• **Entries provided**:
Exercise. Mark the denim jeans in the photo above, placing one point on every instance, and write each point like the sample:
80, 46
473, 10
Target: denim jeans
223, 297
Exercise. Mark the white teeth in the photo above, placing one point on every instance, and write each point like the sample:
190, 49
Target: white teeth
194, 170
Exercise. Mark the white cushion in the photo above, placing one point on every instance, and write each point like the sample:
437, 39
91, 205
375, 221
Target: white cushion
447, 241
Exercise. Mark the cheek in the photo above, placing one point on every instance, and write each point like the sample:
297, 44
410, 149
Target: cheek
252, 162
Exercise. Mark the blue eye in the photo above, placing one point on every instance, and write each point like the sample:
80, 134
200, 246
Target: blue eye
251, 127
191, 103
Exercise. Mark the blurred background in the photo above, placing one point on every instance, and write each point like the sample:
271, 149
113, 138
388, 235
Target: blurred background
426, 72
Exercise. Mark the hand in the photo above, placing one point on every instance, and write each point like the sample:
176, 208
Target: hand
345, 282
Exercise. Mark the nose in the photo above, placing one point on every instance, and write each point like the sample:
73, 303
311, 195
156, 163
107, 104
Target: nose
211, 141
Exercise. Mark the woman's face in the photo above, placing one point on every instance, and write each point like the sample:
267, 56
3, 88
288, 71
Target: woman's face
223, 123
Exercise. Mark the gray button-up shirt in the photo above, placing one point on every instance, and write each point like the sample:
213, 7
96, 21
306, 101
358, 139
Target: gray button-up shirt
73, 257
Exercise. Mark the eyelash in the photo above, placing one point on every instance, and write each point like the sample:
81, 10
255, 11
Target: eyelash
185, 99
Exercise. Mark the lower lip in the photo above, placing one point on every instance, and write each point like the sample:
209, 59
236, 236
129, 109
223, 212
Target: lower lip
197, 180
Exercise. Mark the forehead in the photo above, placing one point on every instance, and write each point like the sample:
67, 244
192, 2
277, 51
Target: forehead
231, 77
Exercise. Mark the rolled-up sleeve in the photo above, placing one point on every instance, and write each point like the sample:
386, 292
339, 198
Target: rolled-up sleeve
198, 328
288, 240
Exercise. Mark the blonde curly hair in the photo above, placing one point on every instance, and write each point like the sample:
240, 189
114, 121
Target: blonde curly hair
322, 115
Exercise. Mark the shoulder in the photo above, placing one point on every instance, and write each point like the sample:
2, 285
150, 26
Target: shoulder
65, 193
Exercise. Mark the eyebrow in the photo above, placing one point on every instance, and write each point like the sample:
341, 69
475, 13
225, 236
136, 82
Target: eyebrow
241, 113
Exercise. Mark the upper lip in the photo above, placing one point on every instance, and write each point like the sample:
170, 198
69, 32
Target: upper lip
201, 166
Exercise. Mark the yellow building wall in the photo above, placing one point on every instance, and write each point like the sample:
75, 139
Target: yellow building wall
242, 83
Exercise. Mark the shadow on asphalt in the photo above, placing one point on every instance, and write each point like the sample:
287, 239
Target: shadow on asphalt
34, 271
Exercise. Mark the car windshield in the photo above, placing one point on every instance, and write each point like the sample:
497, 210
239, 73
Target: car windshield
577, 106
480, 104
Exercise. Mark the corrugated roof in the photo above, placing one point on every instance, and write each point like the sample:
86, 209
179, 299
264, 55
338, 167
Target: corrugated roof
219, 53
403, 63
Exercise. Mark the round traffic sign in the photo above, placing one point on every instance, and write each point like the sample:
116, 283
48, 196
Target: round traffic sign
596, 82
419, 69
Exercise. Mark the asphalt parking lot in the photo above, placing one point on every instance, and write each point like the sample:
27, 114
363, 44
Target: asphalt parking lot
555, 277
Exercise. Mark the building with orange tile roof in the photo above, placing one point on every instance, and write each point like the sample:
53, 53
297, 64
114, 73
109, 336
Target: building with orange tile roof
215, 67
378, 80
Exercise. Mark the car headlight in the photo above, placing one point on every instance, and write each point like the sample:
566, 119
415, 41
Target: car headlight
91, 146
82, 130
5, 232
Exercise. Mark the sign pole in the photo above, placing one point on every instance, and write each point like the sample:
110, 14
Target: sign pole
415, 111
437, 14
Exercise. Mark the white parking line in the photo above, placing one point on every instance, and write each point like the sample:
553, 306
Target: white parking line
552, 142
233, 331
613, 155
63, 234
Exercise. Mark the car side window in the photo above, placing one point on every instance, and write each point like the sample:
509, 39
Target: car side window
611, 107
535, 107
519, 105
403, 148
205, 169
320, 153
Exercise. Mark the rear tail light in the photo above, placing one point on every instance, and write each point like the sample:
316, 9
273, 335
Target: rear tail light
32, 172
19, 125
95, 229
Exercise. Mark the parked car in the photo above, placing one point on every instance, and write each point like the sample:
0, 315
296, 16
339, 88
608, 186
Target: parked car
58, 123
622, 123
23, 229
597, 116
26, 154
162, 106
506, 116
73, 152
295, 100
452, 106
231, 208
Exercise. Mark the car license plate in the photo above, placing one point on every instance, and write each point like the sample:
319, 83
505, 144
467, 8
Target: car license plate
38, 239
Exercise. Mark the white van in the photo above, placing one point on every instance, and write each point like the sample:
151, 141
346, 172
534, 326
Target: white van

• **Set task**:
Print every record above exactly as written.

• **Full solution**:
Exercise. Mark the denim jeans in the photo above, placing one point on every instance, and write each point like the sample:
80, 46
473, 10
Target: denim jeans
223, 297
Exercise. Mark the white teeth in the photo above, placing one point on every instance, and write each point like the sample:
190, 49
Target: white teeth
194, 170
Exercise. Mark the white cushion in the photo above, placing one point on every instance, and write each point like the sample:
437, 39
91, 205
375, 221
Target: white cushion
447, 241
Exercise. Mark the cheek in the photo above, placing one point on every instance, and write each point like the sample:
297, 44
410, 149
Target: cheek
252, 162
Exercise. Mark the blue eye in the photo above, placing one point on every instance, and write each point like the sample:
80, 134
200, 246
Target: blue eye
251, 127
191, 103
Exercise. Mark the blurred background in the photo above, placing one point on every instance, and write each point like the sample:
271, 149
113, 138
388, 235
Target: blurred background
426, 72
Exercise. Mark the hand in the photo above, placing one point on every instance, and write each point like the sample:
176, 208
Target: hand
345, 282
Exercise. Mark the nose in the photo above, placing one point on every instance, and write each point like the sample:
73, 303
311, 195
156, 163
107, 104
Target: nose
211, 141
Exercise. Mark the woman's face in the photo above, placing one point on every instance, and write each point like the sample:
267, 56
3, 88
288, 71
Target: woman's face
223, 123
Exercise. Mark the gray button-up shirt in the photo above, placing one point on every instance, and write each point like the sample:
213, 7
96, 21
306, 101
358, 139
Target: gray button-up shirt
73, 257
Exercise. Mark the eyelash in the photo above, placing one point on every instance, and write each point like the sample:
81, 10
255, 11
Target: eyelash
185, 99
Exercise. Mark the lower lip in the photo above, placing one point on every instance, and write each point like the sample:
209, 59
236, 236
129, 109
223, 212
Target: lower lip
197, 180
Exercise. Mark the forehead in the photo above, placing one point on every instance, and write each point like the sample:
67, 244
192, 2
277, 51
Target: forehead
231, 77
Exercise. Mark the rolled-up sleeve in the photo above, placing one point on every instance, and write each point like the sample:
386, 292
339, 198
Target: rolled-up sleeve
198, 328
288, 240
Exercise. Mark the blonde curly hair in the photo above, placing one point on every instance, and write each point like the sample:
240, 189
114, 121
Target: blonde curly hair
322, 115
Exercise. Mark the shoulder in the photo above, placing one point on every instance, and write each point like the sample:
2, 285
150, 26
Target: shoulder
65, 193
Exercise. Mark the eyebrow in the photo above, placing one point on every instance, and write each point like the sample:
341, 69
475, 13
225, 236
136, 82
Target: eyebrow
241, 113
Exercise. Mark the upper lip in the photo above, placing one point on every instance, and write each point like the sample:
170, 198
69, 32
Target: upper lip
201, 166
Exercise. Mark the yellow building wall in the photo above, placing one point on every instance, and write each point like the sample:
75, 139
Target: yellow building wall
242, 83
Exercise. Mark the shadow on asphalt in the photo above, placing one point on every instance, and write each point like the sample:
287, 239
Target: shadow on asphalt
34, 271
Exercise. Mark the car windshield in the photo above, placing one point on every instance, and write each point like the sample:
497, 210
239, 73
Target: car windshield
577, 106
480, 104
Exercise. Mark the corrugated roof in the photo above, placing one point on every instance, and write each point like the sample:
86, 209
179, 299
264, 55
338, 167
Target: corrugated roof
219, 53
403, 63
Exercise. Mark the round traffic sign in the photo above, placing one point on every instance, and write each point like the sample:
116, 283
48, 196
Target: round traffic sign
596, 82
419, 69
Exercise. Mark the asphalt parking lot in the photo above, placing one point on every instance, and write each point like the sample:
27, 114
363, 44
Target: asphalt parking lot
555, 277
Exercise. Mark the building with orange tile roof in the photo above, placing one point on every instance, and write each point like the sample:
53, 53
297, 64
114, 73
109, 336
Target: building with orange tile roof
215, 67
378, 80
Exercise. Mark the car headlight in the photo above, placing one point on every instance, and write each point like the sample:
566, 119
415, 41
Target: car headlight
91, 146
82, 130
5, 232
Exercise. Mark the sign pole in the photo above, placing one point on every instance, and write each point like the sample:
110, 14
Target: sign pole
415, 111
437, 14
Exercise. Mark the white parking line in the photo above, placing one point on every instance, and write each point like the sample:
553, 306
Target: white parking line
552, 142
233, 331
613, 155
63, 234
Exercise. Mark the car side window in the photo above, placing one point on every instance, and write each point like the sample:
509, 39
Target: car side window
611, 107
535, 107
519, 105
403, 148
205, 169
320, 153
Exercise. Mark the rear tail light in the photo above, placing one point on every instance, and write each point like the sample:
316, 9
273, 335
Target: rear tail light
32, 172
19, 125
95, 229
Exercise. Mark the parked car in the photo above, placing one point on every instance, and write each point like the sample:
0, 315
296, 16
339, 88
608, 186
Target: parked car
58, 123
622, 123
23, 229
597, 116
26, 154
162, 106
506, 116
73, 152
295, 100
452, 106
231, 208
Exercise. Mark the car license plate in the photo above, placing one point on every instance, and write each point like the sample:
319, 83
505, 144
467, 8
Target: car license plate
38, 239
Exercise. Mark the white van in the photo above, placing one point on every instance, and write each point like the sample:
151, 141
346, 172
534, 326
Target: white van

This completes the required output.